## 課題の指示
本文から、かぎかっこ内の発言を除いて、疑問または推量の形で終わる文をすべて抜き出してください。

## 本文
------------------------
ぼくは、男性ボランティアに食べさせてもらっていて、となりのベッドでMくんがベテランスタッフの介助を受けていた。

 唐突に、ボランティアの彼がベテランスタッフのJさんにむかって、はっきりした口調で切りだした。ぼくを指さしながら、
「彼が大人になって、女性を抱きたくなったら、それは許されることですか?」
まわりのスタッフが一目置くほど気丈だったJさんは、キッパリと言いきった。
「それは、許されないことです!」

 その後、話は進展せずに、沈黙が続いた。
 十歳前後だったぼくには、深い意味はよくわからなかった。一週間ほど経つと、もう忘れてしまっていた。

 十五歳を過ぎたぼくは、養護学校の中学部へ入学し、思春期の誰もが経験するのと同じように、睡眠時間をのぞいた残りの三分の二ほどをひとりの胸の中で、また悪友と、異性との他愛ない一瞬一瞬のかかわりに、一日一日の余白を塗りつぶしていた。

 たしか、日曜日だった。友人たちは、近所のスーパーへ買い物に出ていた。

 寄宿舎の自分の部屋でぼんやりしていると、施設での忘れたはずのあの記憶があの日のままにフラッシュバックしたのだった。

 その後、恋愛のままで終わったとはいえ、幾人かの女性と真剣に向きあう時期を共有してきた。
 一人ひとりとの感情はそれぞれに喜怒哀楽がつまっていて、まとめられるものではない。また、それぞれとの日々のあぶり出しは、はかり知れない自分自身の思いあがりと、巻き添えにしてしまった人たちを思うと、文字にできるものではない。

 ただ、恋愛だけでなく、十歳前後の記憶がいろいろな行動の足かせになってしまったことは、残念ながら否定できない。

 本当は、障害を受け容れられずに生きてきたのだろうか。
 このルートからは、本丸へ駆けあがれずに投げだしてしまうのだろう。
 もうこの歳になれば、諦めざるを得ないのかもしれない。
------------------------
(いくつかの項目)

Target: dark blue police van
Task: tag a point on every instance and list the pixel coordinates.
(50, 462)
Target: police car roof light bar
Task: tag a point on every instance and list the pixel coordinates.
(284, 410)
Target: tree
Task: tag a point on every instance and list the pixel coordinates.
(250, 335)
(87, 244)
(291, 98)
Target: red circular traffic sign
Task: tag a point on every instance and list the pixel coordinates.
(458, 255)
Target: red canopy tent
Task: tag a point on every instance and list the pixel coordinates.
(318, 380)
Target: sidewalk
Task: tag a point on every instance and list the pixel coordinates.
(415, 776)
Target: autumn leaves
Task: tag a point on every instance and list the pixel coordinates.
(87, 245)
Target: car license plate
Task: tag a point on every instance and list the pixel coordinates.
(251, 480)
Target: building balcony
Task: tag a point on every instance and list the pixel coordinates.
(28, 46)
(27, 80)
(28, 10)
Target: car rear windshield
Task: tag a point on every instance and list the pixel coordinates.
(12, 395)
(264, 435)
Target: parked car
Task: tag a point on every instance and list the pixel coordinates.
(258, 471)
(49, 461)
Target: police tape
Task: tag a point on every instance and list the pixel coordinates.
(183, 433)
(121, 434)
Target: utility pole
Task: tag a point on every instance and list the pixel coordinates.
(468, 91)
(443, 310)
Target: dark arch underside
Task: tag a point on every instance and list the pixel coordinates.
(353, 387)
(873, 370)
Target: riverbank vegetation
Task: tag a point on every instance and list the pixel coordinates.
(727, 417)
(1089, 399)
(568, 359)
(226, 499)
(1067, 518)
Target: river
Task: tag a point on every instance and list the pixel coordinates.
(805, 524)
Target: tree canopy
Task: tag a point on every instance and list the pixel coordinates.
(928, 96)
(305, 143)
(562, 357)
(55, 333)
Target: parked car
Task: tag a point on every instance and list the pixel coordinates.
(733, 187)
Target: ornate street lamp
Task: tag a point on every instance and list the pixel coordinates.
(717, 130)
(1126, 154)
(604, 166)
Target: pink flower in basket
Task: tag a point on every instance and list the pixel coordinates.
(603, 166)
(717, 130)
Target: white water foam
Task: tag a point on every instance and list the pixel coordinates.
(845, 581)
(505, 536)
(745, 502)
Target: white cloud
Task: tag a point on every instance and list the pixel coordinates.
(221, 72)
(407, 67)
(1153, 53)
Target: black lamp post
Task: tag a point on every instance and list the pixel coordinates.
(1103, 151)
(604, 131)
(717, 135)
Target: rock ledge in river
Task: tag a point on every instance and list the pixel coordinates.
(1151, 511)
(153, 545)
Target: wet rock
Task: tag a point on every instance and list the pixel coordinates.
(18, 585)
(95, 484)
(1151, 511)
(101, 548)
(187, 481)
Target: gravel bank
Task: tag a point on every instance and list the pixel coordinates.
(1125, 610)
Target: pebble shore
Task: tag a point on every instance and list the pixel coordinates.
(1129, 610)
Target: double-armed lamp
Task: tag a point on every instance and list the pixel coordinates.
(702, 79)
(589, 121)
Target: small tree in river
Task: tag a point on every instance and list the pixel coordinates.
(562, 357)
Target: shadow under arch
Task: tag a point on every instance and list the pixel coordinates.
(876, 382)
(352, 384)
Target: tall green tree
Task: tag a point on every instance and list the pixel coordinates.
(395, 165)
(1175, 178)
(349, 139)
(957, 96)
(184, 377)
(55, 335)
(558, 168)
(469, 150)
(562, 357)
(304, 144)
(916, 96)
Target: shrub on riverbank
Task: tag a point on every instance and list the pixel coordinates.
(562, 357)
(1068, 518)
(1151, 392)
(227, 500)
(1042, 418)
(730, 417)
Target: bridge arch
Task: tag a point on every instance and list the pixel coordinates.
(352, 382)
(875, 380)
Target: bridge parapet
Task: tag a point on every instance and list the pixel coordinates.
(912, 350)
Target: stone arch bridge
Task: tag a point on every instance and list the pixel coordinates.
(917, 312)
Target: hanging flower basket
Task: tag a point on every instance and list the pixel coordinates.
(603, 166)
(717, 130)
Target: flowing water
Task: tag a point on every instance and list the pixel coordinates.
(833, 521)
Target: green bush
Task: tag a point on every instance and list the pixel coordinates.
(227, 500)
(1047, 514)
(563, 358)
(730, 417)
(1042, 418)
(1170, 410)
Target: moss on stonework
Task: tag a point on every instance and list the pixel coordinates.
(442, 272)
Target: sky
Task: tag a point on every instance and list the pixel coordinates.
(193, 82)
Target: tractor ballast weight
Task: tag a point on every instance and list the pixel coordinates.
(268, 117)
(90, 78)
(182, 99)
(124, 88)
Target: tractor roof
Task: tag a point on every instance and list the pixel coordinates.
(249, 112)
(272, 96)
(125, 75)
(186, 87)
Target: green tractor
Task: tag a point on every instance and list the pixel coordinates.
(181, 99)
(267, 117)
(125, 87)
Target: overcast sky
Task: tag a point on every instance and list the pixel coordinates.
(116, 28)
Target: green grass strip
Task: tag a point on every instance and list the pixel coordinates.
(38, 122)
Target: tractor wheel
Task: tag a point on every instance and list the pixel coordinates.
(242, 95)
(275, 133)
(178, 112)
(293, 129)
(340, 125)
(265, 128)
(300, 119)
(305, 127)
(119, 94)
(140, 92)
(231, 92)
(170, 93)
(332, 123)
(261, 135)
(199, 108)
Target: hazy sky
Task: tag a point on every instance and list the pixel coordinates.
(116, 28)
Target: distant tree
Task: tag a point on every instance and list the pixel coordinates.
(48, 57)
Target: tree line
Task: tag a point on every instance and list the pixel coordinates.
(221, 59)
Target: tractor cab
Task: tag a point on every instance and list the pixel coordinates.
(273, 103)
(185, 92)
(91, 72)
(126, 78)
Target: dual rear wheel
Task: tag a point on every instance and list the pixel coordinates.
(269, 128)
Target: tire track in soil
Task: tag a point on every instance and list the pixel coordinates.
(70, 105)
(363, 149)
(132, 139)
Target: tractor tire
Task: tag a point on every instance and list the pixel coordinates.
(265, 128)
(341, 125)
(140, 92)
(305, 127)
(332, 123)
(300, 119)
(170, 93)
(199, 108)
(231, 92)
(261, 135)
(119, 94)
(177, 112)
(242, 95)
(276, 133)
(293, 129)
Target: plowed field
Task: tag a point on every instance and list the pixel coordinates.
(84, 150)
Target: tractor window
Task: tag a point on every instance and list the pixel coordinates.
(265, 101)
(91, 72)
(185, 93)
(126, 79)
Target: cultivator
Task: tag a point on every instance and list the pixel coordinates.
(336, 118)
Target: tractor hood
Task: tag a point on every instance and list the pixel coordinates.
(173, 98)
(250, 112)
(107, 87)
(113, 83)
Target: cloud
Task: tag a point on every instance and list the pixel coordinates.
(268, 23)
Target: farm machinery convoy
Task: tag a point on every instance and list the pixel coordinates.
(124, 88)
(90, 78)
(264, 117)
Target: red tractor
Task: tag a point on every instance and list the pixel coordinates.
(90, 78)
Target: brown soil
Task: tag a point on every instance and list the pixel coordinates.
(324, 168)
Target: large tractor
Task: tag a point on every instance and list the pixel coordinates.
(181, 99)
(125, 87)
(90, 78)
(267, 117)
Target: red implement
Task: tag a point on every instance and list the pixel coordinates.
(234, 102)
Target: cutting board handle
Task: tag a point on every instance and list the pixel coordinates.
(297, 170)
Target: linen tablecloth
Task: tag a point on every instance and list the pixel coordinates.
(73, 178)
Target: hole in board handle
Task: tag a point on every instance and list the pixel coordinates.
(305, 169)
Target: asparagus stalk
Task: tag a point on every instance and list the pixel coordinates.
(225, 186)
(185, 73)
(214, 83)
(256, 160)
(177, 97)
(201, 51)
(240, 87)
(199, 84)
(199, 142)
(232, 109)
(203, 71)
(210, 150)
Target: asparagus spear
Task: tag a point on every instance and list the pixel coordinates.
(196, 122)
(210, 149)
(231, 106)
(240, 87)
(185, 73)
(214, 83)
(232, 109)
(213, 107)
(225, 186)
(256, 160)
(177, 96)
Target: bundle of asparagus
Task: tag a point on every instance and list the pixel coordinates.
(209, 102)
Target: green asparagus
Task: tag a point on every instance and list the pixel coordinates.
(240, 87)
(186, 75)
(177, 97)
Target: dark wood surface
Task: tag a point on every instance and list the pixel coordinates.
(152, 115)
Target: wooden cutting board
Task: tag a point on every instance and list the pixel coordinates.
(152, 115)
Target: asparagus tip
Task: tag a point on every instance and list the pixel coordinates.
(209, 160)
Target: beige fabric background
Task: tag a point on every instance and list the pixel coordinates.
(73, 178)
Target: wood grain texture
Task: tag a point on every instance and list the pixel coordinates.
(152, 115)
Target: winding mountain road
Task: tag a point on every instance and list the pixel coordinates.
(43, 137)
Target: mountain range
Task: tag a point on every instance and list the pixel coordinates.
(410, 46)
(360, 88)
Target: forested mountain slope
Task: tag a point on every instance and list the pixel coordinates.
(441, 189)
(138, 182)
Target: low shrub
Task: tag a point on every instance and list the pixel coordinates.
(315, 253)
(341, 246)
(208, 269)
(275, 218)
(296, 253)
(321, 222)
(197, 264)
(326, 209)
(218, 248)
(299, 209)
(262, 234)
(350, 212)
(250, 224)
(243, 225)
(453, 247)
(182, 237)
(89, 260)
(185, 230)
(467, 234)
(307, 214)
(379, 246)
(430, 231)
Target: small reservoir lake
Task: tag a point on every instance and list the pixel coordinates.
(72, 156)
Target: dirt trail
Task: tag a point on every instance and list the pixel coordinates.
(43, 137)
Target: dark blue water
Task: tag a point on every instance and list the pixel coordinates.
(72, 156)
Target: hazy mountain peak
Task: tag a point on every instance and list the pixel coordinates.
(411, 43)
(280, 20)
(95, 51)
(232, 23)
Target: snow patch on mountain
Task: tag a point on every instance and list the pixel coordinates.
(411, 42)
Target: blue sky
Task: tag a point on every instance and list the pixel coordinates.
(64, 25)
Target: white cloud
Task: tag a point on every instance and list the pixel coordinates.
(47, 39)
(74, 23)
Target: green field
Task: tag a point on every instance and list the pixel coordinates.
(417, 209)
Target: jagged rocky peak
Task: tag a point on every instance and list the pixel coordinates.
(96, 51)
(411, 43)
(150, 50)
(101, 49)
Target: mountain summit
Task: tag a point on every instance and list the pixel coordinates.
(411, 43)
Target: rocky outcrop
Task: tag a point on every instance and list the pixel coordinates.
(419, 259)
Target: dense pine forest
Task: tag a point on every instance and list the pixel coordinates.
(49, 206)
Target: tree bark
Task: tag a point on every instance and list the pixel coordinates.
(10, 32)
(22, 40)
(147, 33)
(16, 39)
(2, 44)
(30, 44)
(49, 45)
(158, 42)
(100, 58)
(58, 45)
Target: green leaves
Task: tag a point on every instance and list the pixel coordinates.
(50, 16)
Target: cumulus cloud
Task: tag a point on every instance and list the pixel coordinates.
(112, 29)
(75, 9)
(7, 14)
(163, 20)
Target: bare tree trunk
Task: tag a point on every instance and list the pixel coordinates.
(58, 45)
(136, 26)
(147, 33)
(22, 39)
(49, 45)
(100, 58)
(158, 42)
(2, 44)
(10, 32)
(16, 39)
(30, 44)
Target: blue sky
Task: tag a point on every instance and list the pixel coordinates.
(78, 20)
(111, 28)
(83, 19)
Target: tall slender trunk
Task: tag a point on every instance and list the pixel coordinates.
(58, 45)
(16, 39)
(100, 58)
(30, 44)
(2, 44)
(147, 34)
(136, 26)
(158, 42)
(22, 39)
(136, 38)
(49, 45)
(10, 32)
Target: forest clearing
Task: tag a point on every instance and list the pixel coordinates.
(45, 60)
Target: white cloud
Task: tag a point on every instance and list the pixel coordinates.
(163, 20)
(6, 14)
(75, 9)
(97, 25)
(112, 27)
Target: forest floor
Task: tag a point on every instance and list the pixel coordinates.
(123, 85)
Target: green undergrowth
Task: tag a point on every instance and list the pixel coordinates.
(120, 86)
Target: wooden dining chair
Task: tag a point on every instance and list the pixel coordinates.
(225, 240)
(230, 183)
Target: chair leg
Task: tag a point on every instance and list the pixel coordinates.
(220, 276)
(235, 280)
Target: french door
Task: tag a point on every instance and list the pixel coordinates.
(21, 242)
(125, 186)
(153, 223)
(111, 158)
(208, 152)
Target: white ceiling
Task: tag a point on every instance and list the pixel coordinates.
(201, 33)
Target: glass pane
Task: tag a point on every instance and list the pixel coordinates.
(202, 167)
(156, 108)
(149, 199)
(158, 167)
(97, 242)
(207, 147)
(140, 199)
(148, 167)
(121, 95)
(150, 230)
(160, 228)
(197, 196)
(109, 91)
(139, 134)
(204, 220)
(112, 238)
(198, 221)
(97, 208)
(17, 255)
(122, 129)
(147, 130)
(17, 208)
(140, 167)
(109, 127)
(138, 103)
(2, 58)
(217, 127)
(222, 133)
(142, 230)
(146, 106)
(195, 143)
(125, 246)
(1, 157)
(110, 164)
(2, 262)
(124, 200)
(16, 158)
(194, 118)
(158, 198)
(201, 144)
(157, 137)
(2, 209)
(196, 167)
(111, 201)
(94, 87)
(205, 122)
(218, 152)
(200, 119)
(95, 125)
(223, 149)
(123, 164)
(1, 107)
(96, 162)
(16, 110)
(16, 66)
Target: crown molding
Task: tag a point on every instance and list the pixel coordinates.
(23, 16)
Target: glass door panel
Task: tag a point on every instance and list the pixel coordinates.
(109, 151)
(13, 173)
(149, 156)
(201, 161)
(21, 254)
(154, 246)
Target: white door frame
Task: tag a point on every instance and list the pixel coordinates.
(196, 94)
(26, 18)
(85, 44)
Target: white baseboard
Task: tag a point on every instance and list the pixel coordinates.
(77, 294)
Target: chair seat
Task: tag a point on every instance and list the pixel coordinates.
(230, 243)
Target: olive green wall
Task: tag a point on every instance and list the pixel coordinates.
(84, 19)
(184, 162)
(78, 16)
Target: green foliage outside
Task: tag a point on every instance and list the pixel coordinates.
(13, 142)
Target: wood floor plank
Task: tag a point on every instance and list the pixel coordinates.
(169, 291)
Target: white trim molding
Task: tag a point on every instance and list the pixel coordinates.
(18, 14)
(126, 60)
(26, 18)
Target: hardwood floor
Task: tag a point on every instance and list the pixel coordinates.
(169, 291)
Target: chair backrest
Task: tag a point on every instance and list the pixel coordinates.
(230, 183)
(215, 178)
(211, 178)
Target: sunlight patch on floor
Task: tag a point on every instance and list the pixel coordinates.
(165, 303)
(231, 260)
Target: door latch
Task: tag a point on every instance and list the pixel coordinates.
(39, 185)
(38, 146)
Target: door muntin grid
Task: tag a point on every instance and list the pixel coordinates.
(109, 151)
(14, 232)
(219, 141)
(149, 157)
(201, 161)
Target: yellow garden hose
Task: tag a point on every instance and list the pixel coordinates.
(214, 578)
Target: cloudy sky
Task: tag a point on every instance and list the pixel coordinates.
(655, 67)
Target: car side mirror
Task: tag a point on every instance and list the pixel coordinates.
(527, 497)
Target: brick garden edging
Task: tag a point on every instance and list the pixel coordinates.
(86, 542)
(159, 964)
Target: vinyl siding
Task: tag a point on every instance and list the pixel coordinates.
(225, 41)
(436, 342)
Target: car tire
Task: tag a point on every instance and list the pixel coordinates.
------------------------
## 解答
本当は、障害を受け容れられずに生きてきたのだろうか。
このルートからは、本丸へ駆けあがれずに投げだしてしまうのだろう。
もうこの歳になれば、諦めざるを得ないのかもしれない。